■ Action item:
From the records, pick out and copy each line containing "twig".

■ Records for the task:
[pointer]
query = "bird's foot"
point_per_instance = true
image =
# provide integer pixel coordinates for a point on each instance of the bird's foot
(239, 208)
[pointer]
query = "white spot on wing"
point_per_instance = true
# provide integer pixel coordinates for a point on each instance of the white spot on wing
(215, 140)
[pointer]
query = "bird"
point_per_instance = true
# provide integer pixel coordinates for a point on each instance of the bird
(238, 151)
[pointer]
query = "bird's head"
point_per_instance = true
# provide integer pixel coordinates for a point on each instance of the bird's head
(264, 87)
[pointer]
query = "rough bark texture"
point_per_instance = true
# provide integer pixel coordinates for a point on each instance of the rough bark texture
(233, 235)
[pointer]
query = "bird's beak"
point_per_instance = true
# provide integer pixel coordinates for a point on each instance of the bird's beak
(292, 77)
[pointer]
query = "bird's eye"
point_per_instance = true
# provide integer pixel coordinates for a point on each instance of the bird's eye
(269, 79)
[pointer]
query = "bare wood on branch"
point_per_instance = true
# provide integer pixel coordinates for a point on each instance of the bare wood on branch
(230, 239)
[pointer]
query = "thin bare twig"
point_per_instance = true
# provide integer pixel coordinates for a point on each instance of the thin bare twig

■ Completed task:
query = "thin bare twig"
# provide integer pixel coordinates for a point on each instance of the thin bare twig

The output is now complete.